What you will do
Scan the entries for lines with the word "planks", then copy those lines.

Point localization data
- - - - - - -
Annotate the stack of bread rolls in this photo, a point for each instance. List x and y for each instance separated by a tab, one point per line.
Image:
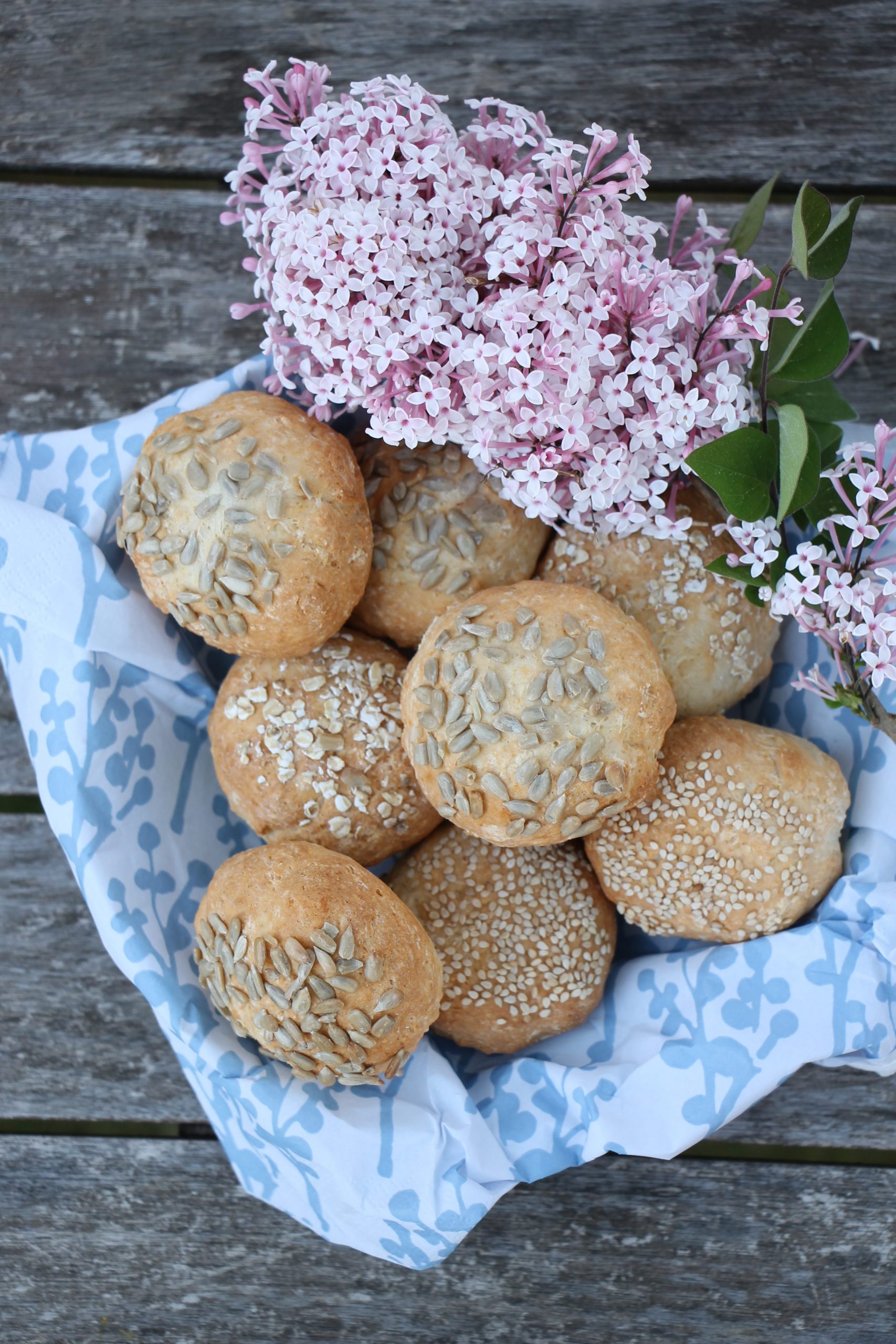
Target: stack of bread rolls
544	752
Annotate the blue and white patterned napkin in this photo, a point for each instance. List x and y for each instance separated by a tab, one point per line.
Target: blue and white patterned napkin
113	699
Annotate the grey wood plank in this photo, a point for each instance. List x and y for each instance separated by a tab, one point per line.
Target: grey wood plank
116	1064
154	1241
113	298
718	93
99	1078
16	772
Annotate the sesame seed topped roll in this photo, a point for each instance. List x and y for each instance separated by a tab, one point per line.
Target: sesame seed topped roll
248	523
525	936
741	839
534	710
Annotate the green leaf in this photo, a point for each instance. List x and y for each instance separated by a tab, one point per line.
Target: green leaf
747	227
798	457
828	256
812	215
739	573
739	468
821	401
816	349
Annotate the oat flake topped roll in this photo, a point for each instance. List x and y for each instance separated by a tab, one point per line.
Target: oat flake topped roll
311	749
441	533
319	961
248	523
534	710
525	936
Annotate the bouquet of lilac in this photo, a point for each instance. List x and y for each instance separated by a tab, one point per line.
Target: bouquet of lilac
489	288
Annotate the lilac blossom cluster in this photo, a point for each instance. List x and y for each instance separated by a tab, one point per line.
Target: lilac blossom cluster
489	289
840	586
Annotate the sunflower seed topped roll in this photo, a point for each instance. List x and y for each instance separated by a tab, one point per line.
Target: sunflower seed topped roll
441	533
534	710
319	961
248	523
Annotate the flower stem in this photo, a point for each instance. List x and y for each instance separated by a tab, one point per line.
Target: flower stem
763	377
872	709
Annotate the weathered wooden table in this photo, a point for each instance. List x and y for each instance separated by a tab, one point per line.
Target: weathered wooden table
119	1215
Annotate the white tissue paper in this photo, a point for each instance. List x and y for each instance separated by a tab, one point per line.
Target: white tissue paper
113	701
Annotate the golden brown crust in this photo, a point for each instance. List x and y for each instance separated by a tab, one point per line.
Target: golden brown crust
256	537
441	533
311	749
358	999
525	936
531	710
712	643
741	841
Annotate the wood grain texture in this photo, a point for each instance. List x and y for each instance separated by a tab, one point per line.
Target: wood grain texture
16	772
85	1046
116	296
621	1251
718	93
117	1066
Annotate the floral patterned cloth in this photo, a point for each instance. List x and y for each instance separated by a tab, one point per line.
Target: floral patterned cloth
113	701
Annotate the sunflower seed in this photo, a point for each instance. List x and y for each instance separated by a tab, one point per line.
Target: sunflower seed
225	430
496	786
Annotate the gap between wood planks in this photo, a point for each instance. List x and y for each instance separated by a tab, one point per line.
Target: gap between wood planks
- - - - - - -
The answer
Annotate the gap between wood planks in this photo, a point for each instance. List x and y for each instance separated by a tab, one point per line.
Target: gap between wood planks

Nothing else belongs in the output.